GIVEN PROBLEM A: From the text about the 2017 Ateneo Career Fair below, list the old metrics of success that it says no longer make this generation happy.

=======

The opening gala of the 2017 Ateneo Career Fair last Friday, February 10, was a worthwhile affair. I was inspired to hear university administrators, student leaders, and fellow alumni repeatedly underscore purpose as a primary motivation in the life that they will choose to live after graduation. It seems that despite all the comforts that millennials are known to embrace, the old metrics of success – money, fame, and power – are no longer enough to make this generation happy. "Be champions for nation-building," VP for Loyola Schools Luz Vilches urged the seniors, giving a push to the Ateneans' purpose-oriented mission of being women and men for others.
Another notable speaker that evening was Carla Siojo, the director of the college placement office. Ms. Siojo introduced the Japanese concept of ikigai (生き甲斐), raison d'être for the French and simply, for most, a reason for being.
Ikigai transcends profession and its more noble kins, passion, mission, and vocation. Though I am quite adamant about vocation as an overlap of that which the world needs and that which you can be paid for, the concept of ikigai argues that one does not have to sacrifice any of the circles below to pursue a meaningful career and life as a whole. The path to success begins in a melting pot of skills and opportunities that are sufficiently flavoured with what our hearts call for and what the world outside yearns for.

=======

GIVEN PROBLEM B: Find every line of the entries below that contains the string "front". Case counts.

DATA EXTRACT:
=======

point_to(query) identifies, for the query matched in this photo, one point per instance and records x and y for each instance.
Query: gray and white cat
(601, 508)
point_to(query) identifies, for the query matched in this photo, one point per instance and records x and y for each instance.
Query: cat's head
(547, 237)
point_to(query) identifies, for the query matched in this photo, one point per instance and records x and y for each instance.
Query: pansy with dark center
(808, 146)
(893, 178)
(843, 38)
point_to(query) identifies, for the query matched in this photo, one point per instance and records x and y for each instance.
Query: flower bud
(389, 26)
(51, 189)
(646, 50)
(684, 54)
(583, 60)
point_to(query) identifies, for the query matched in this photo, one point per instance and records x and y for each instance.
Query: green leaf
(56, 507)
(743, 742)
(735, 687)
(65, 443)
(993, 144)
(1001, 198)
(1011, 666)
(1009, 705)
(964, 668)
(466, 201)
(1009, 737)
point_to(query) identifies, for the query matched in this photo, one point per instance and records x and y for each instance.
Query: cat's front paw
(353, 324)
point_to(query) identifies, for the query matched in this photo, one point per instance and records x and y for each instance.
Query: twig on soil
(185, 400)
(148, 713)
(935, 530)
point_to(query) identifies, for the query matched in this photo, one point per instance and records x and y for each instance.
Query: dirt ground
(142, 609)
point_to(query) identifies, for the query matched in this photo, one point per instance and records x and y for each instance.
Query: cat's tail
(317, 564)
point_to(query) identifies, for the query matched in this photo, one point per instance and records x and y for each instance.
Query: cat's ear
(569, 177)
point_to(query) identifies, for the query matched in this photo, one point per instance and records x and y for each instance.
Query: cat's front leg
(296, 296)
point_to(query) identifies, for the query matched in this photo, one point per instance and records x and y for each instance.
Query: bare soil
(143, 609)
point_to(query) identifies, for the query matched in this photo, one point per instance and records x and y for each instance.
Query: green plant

=======

OUTPUT A: Money, fame, and power.

OUTPUT B:
Query: cat's front paw
Query: cat's front leg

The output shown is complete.